* [Required tasks]
1. Reproduce word for word the stretch of the EEO decision excerpt from "Subsequently, complainant requested" through "back to 1989.".
2. According to the EEO decision excerpt, on what date did the complainant file a formal complaint?

* [Source excerpt]
=======

The record reveals that during the relevant time, complainant was
employed as a Customs Inspector, GS-1890-11, at the West Great Lakes
Customs Management Center, with a post of duty at the Port of Detroit,
Michigan. Complainant sought EEO counseling and subsequently filed a
formal complaint on July 28, 2000, alleging that the agency discriminated
against him on the bases of his race (Black) and in reprisal for prior
EEO activity when:
An investigation was conducted in May 2000 concerning his training
application to the Customs Tuition Program (CTP);<1> and
He was not selected for a Supervisory Customs Inspector, GS-1890-12
position (Vacancy Announcement No. WGLAK/00-005SAB) in May 2000.
Subsequently, complainant requested numerous times to amend his complaint
to include several more claims. The agency accepted the following
additional claims:
He received a letter of reprimand resulting from the training
investigation; and
He was not selected for a Supervisory Customs Inspector, GS-1890-12
position (Vacancy Announcement No. WHLAK/00-017SAB) in October 2000,
and again in January 2001.
On July 12, 2001, the agency, while identifying the four issues listed
above as having been accepted for investigation, dismissed the following
claims as untimely:
He was not selected for a Trade Sensitive Inspector (TSI) position in
July 2000; and
He was subjected to various personnel actions going back to 1989.
The agency also dismissed the following claim as moot:
He was issued an April 2001 counseling letter.
In its FAD, the agency initially found that the dismissals of issues (5),
(6) and (7), were proper. As to (1), the FAD found that complainant
established a prima facie case of race discrimination, but no prima
facie case of retaliation, because there is no evidence of a causal
link between complainant's prior EEO activity and the agency's action.
The FAD found that the agency articulated a legitimate, nondiscriminatory
reason for its action; namely, it responded in a routine manner to
an allegation of misconduct. The FAD stated that complainant's CTP
application was disapproved by his second level supervisor (S2), but
complainant nevertheless, forwarded his application to Headquarters
for consideration, without including the disapproval memorandum.
This possible misconduct was the impetus for the investigation since
misconduct issues are always investigated. The FAD found that complainant
failed to establish that this reason was pretextual. In so finding,
the FAD noted that no similarly situated co-worker, not in complainant's
protected class, who had his application disapproved by a second level
supervisor, forwarded the application without the disapproval memorandum.
As to issue (2), the FAD found that complainant established a prima
facie case of race discrimination, however, no prima facie case of
retaliation. The FAD then found that the agency articulated a legitimate,
nondiscriminatory reason for its action; namely, the rating panel members
stated that they acted in accordance with their written instructions
and the crediting plan. Additionally, the personnel staffing specialist
stated that the promotion action was consistent with previous actions.
The FAD then found that complainant failed to establish that this reason
was pretextual.
As to issue (3), the FAD found that complainant established a prima
facie case of race discrimination. The FAD also found that, in view
of the closeness in time between complainant's prior EEO activity
and the action at issue, complainant established a prima facie case
of retaliation. The FAD then found that the agency articulated a
legitimate, nondiscriminatory reason for its action; namely, management
imposed the lowest level of discipline for what was considered a first
offense of disobeying a supervisor. Additionally, complainant's case
was distinguishable from the other applicants', in that he attempted
to get the approval of S2, but then in an act of deception, failed to
forward S2's disapproving memorandum with his package. The FAD found
that there was no evidence to indicate that this reason was pretext for
discrimination or retaliation.

=======

* [Stored data]
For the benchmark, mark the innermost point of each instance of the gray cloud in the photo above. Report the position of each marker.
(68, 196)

=======

* [Responses by task]
1.
Subsequently, complainant requested numerous times to amend his complaint
to include several more claims. The agency accepted the following
additional claims:
He received a letter of reprimand resulting from the training
investigation; and
He was not selected for a Supervisory Customs Inspector, GS-1890-12
position (Vacancy Announcement No. WHLAK/00-017SAB) in October 2000,
and again in January 2001.
On July 12, 2001, the agency, while identifying the four issues listed
above as having been accepted for investigation, dismissed the following
claims as untimely:
He was not selected for a Trade Sensitive Inspector (TSI) position in
July 2000; and
He was subjected to various personnel actions going back to 1989.

2. July 28, 2000.